### Page excerpt
+++
My Math Homework

Linear Algebra and Its Applications, Exercise 2.5.1

Posted on September 10, 2012 by hecker

Exercise 2.5.1. Describe the incidence matrix $A$ for the following graph:

The graph has three nodes and three edges, with edge 1 going from node 2 to node 1, edge 2 going from node 3 to node 2, and edge 3 going from node 3 to node 1.

Find a solution to $Ax = 0$ . What vectors are in the nullspace $\mathcal N(A)$ ? Also find a solution to $A^Ty = 0$ . What vectors are in the left nullspace $\mathcal N(A^T)$ ?

Answer: Since the graph has three edges the incidence matrix $A$ has three rows, and since it has three nodes $A$ has three columns. The incidence matrix is

$A = \begin{bmatrix} 1&-1&0 \\ 0&1&-1 \\ 1&0&-1 \end{bmatrix}$

The first row represents edge 1 from node 2 to node 1 (i.e., leaving node 2 and entering node 1). The second row represents edge 2 from node 3 to node 2. The third row represents edge 3 from node 3 to node 1.
+++
### Record extracts
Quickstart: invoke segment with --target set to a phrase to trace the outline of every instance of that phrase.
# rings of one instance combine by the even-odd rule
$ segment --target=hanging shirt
+++
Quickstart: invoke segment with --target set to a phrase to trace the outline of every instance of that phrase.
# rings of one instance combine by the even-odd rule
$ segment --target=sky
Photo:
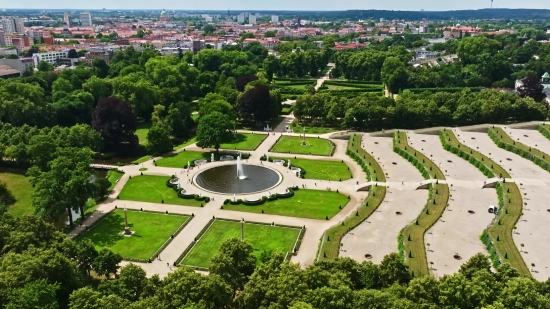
+++
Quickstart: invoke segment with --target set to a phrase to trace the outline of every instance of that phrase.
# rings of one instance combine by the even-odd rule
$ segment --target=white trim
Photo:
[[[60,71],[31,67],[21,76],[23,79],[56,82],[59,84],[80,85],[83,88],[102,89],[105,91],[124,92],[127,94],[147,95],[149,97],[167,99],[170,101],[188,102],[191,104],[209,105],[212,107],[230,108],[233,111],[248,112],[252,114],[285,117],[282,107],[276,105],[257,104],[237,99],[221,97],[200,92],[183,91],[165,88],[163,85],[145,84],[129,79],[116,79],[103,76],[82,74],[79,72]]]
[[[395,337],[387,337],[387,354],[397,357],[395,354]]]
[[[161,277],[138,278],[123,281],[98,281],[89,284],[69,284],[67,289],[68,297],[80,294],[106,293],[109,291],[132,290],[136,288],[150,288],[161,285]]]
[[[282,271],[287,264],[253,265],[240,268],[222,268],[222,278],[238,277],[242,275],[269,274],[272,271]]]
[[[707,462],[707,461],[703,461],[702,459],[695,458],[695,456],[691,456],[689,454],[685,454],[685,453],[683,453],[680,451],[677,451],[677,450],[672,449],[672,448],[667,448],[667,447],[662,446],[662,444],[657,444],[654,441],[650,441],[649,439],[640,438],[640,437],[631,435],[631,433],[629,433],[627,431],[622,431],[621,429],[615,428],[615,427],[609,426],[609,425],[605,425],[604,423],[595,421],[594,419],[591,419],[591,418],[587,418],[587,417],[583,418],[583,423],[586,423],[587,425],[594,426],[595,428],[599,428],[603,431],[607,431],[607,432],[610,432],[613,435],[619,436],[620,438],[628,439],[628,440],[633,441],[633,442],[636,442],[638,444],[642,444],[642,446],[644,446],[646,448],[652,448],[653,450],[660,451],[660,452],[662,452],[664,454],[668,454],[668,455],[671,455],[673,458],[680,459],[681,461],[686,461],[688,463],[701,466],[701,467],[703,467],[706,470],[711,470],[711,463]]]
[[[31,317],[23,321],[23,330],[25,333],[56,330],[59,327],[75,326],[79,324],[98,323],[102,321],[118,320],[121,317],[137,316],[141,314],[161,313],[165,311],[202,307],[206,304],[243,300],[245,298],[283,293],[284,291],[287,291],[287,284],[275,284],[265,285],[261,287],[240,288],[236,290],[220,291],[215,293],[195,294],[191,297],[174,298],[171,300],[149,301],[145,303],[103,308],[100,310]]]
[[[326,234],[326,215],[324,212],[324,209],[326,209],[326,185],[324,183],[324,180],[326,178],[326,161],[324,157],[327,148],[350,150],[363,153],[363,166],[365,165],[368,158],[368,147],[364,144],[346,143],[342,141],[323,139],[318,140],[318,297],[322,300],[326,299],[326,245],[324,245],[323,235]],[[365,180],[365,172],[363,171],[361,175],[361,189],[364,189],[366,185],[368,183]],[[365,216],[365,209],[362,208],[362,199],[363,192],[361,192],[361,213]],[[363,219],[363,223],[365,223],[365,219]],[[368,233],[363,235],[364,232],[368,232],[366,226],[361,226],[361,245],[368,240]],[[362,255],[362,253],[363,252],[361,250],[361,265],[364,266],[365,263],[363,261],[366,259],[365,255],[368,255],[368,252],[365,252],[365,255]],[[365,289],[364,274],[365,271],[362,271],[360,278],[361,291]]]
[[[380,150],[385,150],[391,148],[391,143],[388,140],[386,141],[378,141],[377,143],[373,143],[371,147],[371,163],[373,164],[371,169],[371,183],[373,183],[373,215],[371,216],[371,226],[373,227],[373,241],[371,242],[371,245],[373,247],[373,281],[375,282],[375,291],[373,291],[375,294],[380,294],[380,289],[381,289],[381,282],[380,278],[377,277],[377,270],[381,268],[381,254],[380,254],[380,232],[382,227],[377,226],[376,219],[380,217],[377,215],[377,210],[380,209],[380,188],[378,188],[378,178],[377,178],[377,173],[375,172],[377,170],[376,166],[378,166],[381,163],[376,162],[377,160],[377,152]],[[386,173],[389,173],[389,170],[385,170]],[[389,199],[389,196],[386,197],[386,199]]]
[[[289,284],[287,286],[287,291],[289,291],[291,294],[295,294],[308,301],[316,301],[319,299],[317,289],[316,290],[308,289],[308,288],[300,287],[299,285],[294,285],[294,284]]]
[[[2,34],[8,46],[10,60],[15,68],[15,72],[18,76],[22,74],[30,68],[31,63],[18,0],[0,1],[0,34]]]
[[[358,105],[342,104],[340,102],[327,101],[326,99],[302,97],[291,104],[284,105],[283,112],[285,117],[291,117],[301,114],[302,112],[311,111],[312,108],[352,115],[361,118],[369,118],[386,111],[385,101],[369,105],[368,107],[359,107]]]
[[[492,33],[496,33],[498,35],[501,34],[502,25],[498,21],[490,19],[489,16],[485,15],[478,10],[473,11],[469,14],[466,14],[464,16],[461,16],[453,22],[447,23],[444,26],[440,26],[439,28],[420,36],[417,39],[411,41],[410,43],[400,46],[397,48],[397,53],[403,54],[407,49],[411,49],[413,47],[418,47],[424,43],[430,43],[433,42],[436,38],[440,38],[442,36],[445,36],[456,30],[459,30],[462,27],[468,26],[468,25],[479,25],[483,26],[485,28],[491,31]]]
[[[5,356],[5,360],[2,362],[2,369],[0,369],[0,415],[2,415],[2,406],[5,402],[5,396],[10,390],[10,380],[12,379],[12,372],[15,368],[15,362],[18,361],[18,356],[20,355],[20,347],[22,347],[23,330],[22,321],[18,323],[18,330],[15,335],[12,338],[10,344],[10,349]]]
+++
### Aim 1
Edit the linear algebra exercise page from "Answer: Since the" to "3 from node 3 to node 1.", replacing "incidence matrix" with "edge-node matrix".
### Aim 2
In the linear algebra exercise page, which nodes does edge 2 of the graph go from and to?

### Problem solution 1
Answer: Since the graph has three edges the edge-node matrix $A$ has three rows, and since it has three nodes $A$ has three columns. The edge-node matrix is

$A = \begin{bmatrix} 1&-1&0 \\ 0&1&-1 \\ 1&0&-1 \end{bmatrix}$

The first row represents edge 1 from node 2 to node 1 (i.e., leaving node 2 and entering node 1). The second row represents edge 2 from node 3 to node 2. The third row represents edge 3 from node 3 to node 1.

### Problem solution 2
Edge 2 goes from node 3 to node 2.